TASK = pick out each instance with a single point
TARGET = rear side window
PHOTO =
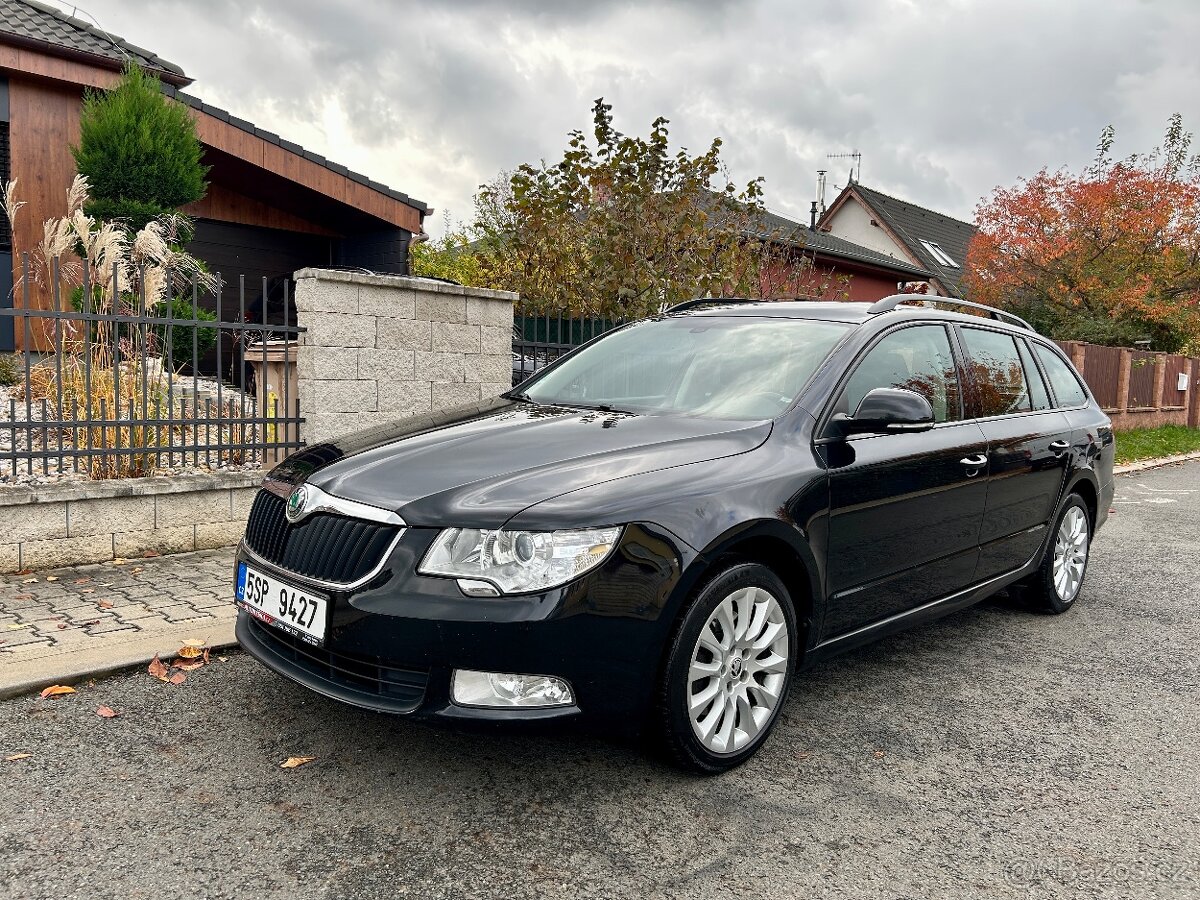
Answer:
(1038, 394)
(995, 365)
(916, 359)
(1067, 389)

....................

◆ YOUR OBJECTIVE
Skip the pictures. Restate everything else in the records word for word.

◆ RESPONSE AREA
TASK = pick out each instance with a single point
TARGET = rear side window
PHOTO =
Answer:
(1038, 394)
(995, 365)
(916, 359)
(1067, 389)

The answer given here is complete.